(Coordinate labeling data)
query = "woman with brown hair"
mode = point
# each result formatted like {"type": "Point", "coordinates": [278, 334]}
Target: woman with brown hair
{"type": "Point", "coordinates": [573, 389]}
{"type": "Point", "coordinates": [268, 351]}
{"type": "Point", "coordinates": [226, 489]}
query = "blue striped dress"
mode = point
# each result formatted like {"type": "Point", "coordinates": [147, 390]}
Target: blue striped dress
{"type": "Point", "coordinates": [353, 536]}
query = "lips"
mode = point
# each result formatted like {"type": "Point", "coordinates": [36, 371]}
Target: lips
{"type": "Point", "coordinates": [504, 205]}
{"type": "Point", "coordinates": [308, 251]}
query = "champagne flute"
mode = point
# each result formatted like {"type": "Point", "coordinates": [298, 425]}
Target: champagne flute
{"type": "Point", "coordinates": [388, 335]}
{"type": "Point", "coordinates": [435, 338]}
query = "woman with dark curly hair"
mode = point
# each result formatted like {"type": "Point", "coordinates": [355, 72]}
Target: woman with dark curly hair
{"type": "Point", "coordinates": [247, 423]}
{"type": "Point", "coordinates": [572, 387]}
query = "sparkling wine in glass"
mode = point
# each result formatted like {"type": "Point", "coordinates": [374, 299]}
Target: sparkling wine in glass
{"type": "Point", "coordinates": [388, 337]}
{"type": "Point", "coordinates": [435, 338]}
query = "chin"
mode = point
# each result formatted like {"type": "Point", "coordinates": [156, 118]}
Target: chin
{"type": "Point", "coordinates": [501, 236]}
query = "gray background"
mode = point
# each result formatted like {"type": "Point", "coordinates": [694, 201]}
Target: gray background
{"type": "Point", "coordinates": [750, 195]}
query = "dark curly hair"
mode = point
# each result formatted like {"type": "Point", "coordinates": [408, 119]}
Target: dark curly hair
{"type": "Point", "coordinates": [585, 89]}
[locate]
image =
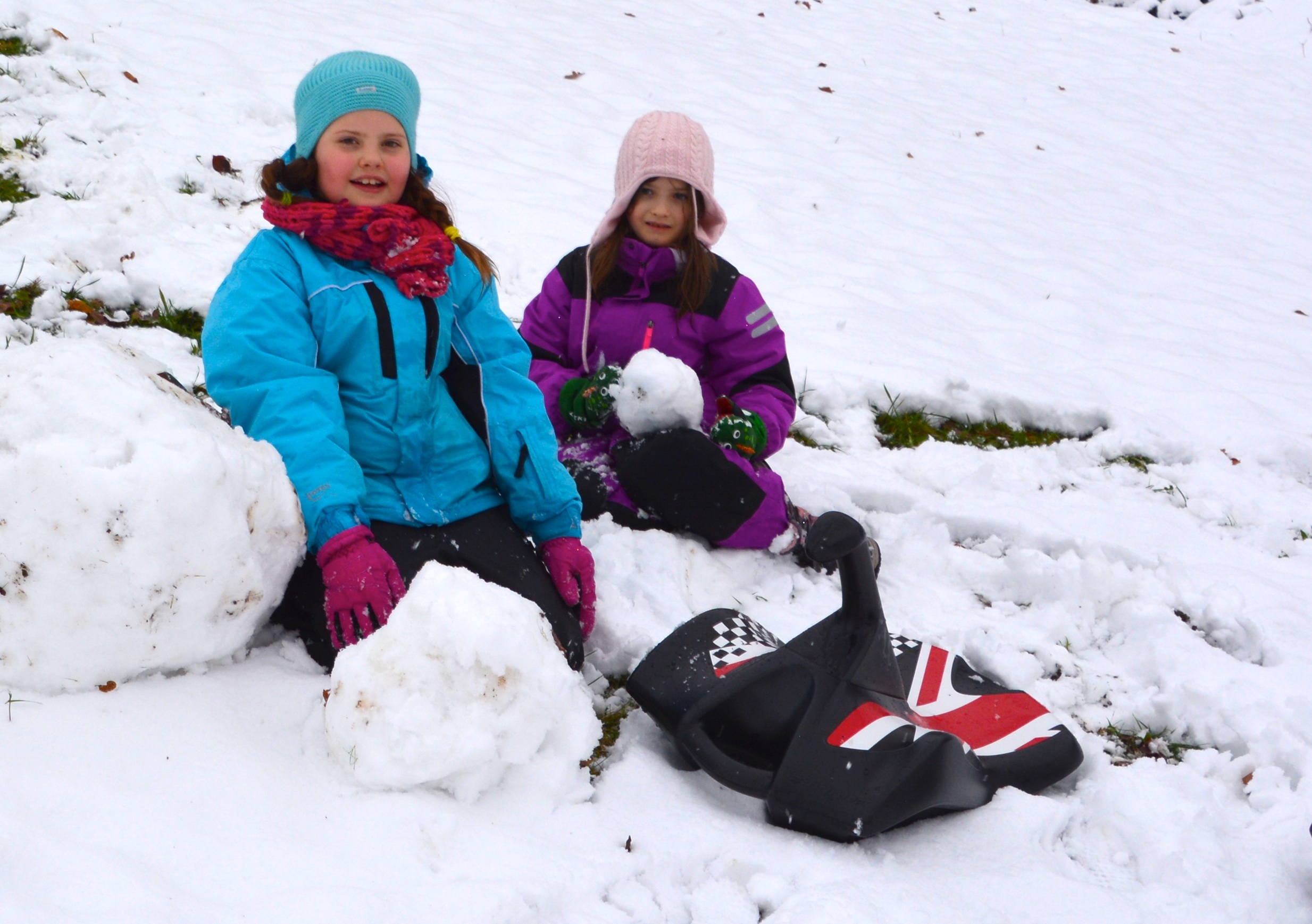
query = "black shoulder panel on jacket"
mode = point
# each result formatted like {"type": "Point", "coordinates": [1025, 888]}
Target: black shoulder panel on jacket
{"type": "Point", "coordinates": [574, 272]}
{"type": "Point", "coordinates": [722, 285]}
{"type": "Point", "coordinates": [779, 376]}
* * *
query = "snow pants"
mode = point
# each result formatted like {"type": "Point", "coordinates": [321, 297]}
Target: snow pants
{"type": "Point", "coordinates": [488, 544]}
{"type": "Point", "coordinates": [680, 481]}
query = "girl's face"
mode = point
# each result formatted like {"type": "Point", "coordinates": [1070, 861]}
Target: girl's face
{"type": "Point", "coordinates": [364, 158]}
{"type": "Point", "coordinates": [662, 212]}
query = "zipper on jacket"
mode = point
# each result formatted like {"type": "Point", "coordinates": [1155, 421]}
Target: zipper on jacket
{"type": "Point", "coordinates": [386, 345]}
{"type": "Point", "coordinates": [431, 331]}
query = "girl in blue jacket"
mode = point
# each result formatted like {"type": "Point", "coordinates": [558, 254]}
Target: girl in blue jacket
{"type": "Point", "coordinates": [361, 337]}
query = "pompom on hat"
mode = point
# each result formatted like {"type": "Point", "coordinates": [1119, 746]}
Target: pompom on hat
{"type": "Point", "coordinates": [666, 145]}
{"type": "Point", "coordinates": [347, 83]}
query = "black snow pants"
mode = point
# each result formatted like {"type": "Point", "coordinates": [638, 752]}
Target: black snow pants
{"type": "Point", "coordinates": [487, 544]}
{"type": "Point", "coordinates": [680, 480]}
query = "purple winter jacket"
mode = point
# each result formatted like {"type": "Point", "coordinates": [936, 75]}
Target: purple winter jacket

▶ Exercise task:
List every line of the records that contains the string "flute", where uppercase and lowercase letters must match.

▶ Solution to this problem:
query = "champagne flute"
Target: champagne flute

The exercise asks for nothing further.